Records

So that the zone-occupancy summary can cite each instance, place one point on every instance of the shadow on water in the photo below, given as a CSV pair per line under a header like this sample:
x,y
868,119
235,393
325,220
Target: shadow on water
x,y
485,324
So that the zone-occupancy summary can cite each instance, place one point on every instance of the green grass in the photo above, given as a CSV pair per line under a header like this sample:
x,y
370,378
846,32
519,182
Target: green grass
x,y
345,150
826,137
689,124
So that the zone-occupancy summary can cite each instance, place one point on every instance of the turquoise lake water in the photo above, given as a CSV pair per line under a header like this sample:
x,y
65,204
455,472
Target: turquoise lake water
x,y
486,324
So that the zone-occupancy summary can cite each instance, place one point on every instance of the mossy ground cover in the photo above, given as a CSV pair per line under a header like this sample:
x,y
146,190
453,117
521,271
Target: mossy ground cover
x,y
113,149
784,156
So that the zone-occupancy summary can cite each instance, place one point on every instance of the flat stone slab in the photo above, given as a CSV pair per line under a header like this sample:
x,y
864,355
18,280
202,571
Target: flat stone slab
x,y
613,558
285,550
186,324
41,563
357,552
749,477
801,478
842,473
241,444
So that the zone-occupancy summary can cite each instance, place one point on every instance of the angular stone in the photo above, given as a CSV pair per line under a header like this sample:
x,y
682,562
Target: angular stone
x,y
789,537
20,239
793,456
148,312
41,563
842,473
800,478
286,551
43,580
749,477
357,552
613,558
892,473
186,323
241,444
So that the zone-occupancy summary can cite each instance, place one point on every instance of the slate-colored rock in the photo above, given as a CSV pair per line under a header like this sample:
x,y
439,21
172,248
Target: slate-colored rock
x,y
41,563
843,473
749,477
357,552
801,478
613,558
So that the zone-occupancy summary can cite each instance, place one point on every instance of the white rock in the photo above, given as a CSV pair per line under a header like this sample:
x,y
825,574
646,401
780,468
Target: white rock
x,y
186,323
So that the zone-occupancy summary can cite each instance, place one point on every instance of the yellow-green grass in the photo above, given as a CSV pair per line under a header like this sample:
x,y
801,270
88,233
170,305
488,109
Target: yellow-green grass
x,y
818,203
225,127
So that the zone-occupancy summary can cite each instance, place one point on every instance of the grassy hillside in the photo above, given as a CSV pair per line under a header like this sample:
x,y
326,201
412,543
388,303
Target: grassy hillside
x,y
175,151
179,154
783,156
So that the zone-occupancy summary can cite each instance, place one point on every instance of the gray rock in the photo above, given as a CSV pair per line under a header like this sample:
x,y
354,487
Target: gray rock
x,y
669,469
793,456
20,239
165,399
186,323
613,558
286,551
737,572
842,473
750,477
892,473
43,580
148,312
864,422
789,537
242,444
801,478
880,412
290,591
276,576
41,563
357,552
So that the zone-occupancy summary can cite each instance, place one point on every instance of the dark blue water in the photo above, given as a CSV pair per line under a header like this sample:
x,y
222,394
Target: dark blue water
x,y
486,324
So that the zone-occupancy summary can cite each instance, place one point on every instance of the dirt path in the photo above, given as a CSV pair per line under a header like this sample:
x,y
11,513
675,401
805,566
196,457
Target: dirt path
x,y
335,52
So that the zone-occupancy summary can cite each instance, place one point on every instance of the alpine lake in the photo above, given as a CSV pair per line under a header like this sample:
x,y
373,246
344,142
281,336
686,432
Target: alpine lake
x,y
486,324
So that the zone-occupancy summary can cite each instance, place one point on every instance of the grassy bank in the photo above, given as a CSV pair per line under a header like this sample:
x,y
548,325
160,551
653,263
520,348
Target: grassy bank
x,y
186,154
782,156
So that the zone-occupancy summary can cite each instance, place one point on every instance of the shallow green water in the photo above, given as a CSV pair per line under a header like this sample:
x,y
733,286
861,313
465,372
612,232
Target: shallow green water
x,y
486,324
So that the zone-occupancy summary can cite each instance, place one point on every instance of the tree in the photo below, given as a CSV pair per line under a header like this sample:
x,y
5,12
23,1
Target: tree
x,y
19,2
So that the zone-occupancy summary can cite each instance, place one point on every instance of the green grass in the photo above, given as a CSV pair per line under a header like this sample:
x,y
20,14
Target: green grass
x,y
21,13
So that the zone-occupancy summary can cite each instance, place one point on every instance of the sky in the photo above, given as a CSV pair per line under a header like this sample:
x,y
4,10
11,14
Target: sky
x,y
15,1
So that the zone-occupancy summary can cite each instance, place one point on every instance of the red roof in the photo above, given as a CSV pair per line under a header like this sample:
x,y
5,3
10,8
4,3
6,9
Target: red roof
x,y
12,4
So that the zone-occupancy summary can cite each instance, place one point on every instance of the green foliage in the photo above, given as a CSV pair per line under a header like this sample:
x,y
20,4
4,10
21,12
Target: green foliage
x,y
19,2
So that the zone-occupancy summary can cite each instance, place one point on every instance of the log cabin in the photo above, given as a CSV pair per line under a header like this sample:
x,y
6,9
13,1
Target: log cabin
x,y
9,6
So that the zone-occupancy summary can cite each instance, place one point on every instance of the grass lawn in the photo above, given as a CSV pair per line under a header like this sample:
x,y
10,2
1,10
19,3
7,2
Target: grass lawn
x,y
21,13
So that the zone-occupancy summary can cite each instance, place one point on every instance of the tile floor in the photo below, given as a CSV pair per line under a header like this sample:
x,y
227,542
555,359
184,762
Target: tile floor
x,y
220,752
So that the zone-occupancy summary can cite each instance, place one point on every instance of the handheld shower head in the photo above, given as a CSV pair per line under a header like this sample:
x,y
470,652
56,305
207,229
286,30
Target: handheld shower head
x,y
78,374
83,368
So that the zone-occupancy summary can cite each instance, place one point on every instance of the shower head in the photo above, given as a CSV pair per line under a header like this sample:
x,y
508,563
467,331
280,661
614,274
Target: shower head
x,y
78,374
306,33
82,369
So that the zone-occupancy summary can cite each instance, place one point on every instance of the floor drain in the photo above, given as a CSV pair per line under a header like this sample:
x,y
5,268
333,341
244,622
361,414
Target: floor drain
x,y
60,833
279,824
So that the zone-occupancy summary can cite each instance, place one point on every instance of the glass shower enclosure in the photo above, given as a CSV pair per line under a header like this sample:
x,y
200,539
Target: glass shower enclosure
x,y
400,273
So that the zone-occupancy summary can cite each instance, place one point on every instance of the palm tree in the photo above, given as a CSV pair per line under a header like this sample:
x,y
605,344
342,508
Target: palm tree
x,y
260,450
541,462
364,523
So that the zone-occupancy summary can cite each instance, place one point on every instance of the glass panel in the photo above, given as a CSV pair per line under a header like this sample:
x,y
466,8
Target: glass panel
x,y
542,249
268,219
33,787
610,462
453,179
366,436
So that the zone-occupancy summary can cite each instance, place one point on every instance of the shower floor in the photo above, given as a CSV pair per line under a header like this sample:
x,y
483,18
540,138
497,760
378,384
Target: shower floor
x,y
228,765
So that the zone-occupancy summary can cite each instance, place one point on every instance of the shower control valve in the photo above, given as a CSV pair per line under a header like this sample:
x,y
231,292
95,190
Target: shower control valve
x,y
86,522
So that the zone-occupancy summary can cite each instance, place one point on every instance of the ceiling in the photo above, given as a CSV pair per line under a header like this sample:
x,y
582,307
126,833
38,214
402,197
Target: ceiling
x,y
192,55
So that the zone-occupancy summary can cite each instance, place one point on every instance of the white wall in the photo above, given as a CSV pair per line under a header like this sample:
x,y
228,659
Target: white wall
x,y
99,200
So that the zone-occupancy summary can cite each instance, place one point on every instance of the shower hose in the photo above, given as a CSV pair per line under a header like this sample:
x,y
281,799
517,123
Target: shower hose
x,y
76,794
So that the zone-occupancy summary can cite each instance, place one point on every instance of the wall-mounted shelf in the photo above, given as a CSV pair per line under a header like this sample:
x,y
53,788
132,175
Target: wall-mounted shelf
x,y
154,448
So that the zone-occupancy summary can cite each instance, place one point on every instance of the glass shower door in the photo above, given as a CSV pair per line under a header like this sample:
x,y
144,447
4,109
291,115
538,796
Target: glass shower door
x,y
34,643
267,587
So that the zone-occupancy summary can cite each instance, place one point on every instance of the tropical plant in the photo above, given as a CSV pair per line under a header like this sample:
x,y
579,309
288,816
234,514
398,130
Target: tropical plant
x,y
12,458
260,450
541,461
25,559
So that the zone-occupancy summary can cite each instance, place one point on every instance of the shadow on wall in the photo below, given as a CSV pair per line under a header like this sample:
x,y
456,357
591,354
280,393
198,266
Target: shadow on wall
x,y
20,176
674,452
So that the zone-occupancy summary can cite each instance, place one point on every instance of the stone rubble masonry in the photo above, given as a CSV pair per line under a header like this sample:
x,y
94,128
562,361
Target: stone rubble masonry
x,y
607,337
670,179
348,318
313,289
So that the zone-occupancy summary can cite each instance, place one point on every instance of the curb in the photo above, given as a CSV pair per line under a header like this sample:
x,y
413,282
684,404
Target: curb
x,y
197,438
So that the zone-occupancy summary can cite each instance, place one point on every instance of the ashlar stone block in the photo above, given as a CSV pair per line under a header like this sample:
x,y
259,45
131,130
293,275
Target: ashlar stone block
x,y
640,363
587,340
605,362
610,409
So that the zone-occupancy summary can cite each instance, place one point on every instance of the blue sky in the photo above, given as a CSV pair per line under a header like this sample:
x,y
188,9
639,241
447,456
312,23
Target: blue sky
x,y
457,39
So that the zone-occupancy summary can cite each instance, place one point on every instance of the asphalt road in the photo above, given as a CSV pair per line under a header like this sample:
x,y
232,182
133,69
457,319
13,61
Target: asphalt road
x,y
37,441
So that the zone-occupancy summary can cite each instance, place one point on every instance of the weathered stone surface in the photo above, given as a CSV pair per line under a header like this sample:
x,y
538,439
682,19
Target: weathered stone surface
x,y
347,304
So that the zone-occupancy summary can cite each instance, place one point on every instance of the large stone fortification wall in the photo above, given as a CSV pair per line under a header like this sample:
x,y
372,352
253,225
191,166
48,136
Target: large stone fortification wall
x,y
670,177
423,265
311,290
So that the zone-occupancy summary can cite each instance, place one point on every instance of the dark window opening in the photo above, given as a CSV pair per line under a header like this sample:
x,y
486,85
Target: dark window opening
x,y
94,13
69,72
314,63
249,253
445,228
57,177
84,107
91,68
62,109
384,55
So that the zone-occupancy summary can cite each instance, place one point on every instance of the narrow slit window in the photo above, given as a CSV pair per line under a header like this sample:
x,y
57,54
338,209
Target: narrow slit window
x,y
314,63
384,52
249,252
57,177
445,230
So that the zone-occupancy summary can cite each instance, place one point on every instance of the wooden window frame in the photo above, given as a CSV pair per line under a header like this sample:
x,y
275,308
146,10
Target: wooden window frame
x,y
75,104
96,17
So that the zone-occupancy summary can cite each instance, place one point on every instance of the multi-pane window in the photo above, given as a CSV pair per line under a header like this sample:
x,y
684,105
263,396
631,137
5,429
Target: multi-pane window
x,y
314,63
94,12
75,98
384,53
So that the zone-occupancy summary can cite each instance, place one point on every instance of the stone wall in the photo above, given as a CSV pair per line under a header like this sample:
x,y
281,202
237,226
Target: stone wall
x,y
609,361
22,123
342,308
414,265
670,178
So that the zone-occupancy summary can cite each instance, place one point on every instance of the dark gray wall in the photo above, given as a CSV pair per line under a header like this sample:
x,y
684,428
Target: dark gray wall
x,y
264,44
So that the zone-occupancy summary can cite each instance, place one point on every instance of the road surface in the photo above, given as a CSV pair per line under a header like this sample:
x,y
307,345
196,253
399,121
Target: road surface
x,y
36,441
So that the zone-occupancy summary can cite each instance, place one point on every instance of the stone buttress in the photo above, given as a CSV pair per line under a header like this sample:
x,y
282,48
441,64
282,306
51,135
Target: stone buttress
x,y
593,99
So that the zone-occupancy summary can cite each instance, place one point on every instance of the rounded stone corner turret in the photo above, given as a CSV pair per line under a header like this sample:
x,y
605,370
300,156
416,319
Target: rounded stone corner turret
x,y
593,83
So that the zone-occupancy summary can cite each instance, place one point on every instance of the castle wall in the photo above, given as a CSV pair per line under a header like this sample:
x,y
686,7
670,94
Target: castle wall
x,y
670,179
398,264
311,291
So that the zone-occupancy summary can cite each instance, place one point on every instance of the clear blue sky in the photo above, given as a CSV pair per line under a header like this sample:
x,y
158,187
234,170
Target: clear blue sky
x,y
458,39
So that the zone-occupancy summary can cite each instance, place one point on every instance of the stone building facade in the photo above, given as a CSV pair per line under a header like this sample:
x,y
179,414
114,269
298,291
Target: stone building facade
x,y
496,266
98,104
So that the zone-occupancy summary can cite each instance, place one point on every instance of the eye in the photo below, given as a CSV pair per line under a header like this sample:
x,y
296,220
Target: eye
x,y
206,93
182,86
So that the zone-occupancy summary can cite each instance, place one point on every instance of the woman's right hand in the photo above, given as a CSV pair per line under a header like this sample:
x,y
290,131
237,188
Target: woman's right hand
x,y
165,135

▸ SET EXERCISE:
Locate the line that contains "of the clear". Repeat it and every line after it, up to and including the final line, exactly.

▸ WRITTEN ANSWER:
So that the zone-occupancy summary can cite each instance, place one point on every instance of the clear blue sky in the photo above, given as a CSV pair per line under a header like this sample:
x,y
158,187
234,170
Target: clear blue sky
x,y
458,39
So that the zone-occupancy summary can cite each instance, place one point on every instance of the stone building facade in the photo above, given as a CSV pair per line under a header like this sample:
x,y
179,414
114,269
298,291
Target: stone building facade
x,y
496,266
98,104
So that the zone-occupancy summary can cite each instance, place one point on every instance of the eye in the photo below, given as a CSV pair per line under a header like this sample:
x,y
296,220
Target: eye
x,y
206,93
182,86
So that the zone-occupancy summary can cite each instance, place one point on every instance of the woman's right hand in the photo above, given as a CSV pair per line under a header like this sample:
x,y
290,131
237,188
Target: woman's right hand
x,y
165,135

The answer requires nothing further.